__Selected passage__
----

Corrections Policy
Gladewick takes factual accuracy seriously enough to have a formal, public corrections process. This page explains exactly how errors are reported, how we investigate them, how quickly we act, and how corrections are labelled transparently in published articles.
Acknowledged Within 24 Hours
Every reader-reported error receives a response within one business day — not an auto-reply, but a real acknowledgement from our editorial team.
Corrected Within 48 Hours
Once an error is confirmed, the correction is made and the updated article is live within 48 hours — reviewed by an independent expert before republishing.
Transparently Labelled
Material corrections are labelled in the article — what changed, what it said before, and when the correction was made. Nothing is buried or hidden.
Independently Re-Reviewed
Corrected content goes through the same independent expert review process as new articles. A correction is not published until a second expert confirms it is accurate.

----

__Information provided__
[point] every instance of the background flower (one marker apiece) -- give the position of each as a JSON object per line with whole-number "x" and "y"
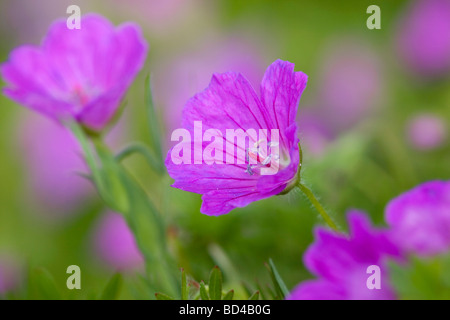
{"x": 231, "y": 103}
{"x": 77, "y": 73}
{"x": 423, "y": 38}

----

__List of tasks__
**A.** According to the corrections policy, why does Gladewick have a formal, public corrections process?
**B.** Copy the corrections policy from "Corrections Policy" up to and including "buried or hidden.".
Rely only on the corrections policy.

__Answers below__
**A.** Gladewick has this process because it takes factual accuracy seriously enough to warrant one.

**B.**
Corrections Policy
Gladewick takes factual accuracy seriously enough to have a formal, public corrections process. This page explains exactly how errors are reported, how we investigate them, how quickly we act, and how corrections are labelled transparently in published articles.
Acknowledged Within 24 Hours
Every reader-reported error receives a response within one business day — not an auto-reply, but a real acknowledgement from our editorial team.
Corrected Within 48 Hours
Once an error is confirmed, the correction is made and the updated article is live within 48 hours — reviewed by an independent expert before republishing.
Transparently Labelled
Material corrections are labelled in the article — what changed, what it said before, and when the correction was made. Nothing is buried or hidden.